__Description of the task__:
Would you print the listing that follows exactly, but without its pictures?

__Stored data__:
┄┄┄┄┄┄┄┄┄┄

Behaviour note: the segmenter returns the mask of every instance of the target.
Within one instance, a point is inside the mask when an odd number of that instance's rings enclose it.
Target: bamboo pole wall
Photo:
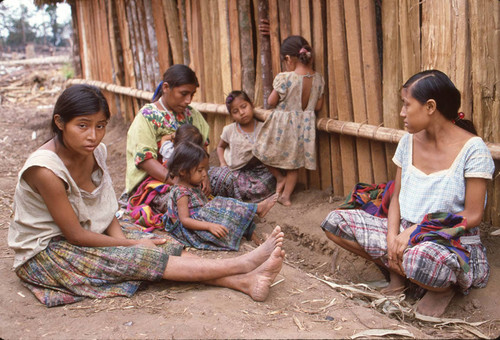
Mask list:
[[[168,66],[186,63],[200,81],[196,102],[222,104],[229,91],[244,89],[262,105],[258,2],[76,0],[82,76],[150,92]],[[318,121],[401,129],[402,83],[420,70],[438,68],[461,91],[461,110],[479,135],[500,142],[499,1],[268,0],[268,5],[273,76],[281,71],[279,47],[287,36],[300,34],[313,47],[315,70],[326,84]],[[106,96],[113,113],[128,121],[147,101]],[[205,116],[213,150],[230,118]],[[335,130],[318,131],[317,142],[317,170],[300,172],[306,188],[345,195],[356,182],[394,177],[393,143]],[[488,189],[485,219],[500,224],[499,176]]]

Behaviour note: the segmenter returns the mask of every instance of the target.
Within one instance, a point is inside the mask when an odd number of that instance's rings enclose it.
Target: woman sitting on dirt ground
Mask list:
[[[99,89],[66,89],[54,107],[54,137],[19,172],[8,244],[23,284],[48,307],[131,296],[141,281],[161,279],[228,287],[265,300],[283,263],[279,227],[248,254],[212,260],[187,254],[171,238],[120,226],[101,144],[109,117]]]
[[[393,158],[398,168],[388,218],[337,210],[321,227],[336,244],[389,269],[384,293],[403,292],[408,279],[427,290],[417,312],[440,316],[455,289],[467,293],[488,281],[478,226],[494,163],[458,112],[460,92],[444,73],[412,76],[401,97],[409,134]]]
[[[192,124],[201,132],[205,145],[208,144],[208,124],[200,112],[189,106],[198,86],[198,78],[188,66],[169,67],[152,103],[140,109],[128,130],[126,193],[120,202],[128,201],[132,217],[142,217],[143,227],[163,227],[161,220],[165,211],[159,208],[164,206],[164,196],[172,183],[158,152],[162,137],[171,136],[173,140],[180,125]],[[206,195],[210,194],[208,179],[202,189]]]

┄┄┄┄┄┄┄┄┄┄

__Solution to this exercise__:
Behaviour note: the segmenter returns the mask of every instance of the target.
Within one instance, a point is inside the mask when an odd number of that instance's rings enclose it.
Target: bamboo pole wall
Photo:
Mask list:
[[[168,66],[186,63],[200,81],[196,102],[222,104],[229,91],[244,89],[262,105],[258,2],[76,0],[82,76],[150,92]],[[318,121],[401,129],[402,83],[420,70],[438,68],[461,91],[461,110],[479,135],[500,142],[499,1],[268,0],[268,5],[273,76],[281,71],[279,47],[287,36],[300,34],[313,47],[315,70],[326,84]],[[106,96],[113,113],[128,121],[147,101]],[[205,116],[213,150],[230,118]],[[335,130],[318,131],[317,142],[317,170],[300,172],[306,188],[345,195],[356,182],[394,177],[393,143]],[[488,189],[485,219],[500,224],[499,176]]]

Behaviour note: the segmenter returns the mask of every instance of the target.
Within one instance, a point is inside the mask when an odd number of that instance's rings enclose it.
Target: woman sitting on dirt ground
Mask list:
[[[99,89],[66,89],[54,107],[54,137],[19,172],[8,244],[23,284],[48,307],[131,296],[141,281],[161,279],[228,287],[265,300],[283,263],[279,227],[248,254],[212,260],[187,254],[171,238],[120,226],[101,144],[109,117]]]
[[[393,158],[398,168],[388,218],[337,210],[321,227],[336,244],[389,269],[384,293],[403,292],[408,279],[427,290],[417,312],[440,316],[455,289],[467,293],[488,281],[478,226],[494,163],[458,112],[460,92],[444,73],[412,76],[401,97],[409,134]]]
[[[192,124],[201,132],[205,145],[208,144],[208,124],[200,112],[189,106],[198,86],[198,78],[188,66],[169,67],[152,103],[140,109],[128,130],[126,193],[120,202],[128,201],[132,217],[142,217],[143,227],[163,227],[161,220],[165,211],[159,208],[164,206],[164,196],[172,183],[158,152],[162,137],[171,136],[173,140],[180,125]],[[206,195],[210,194],[208,179],[202,189]]]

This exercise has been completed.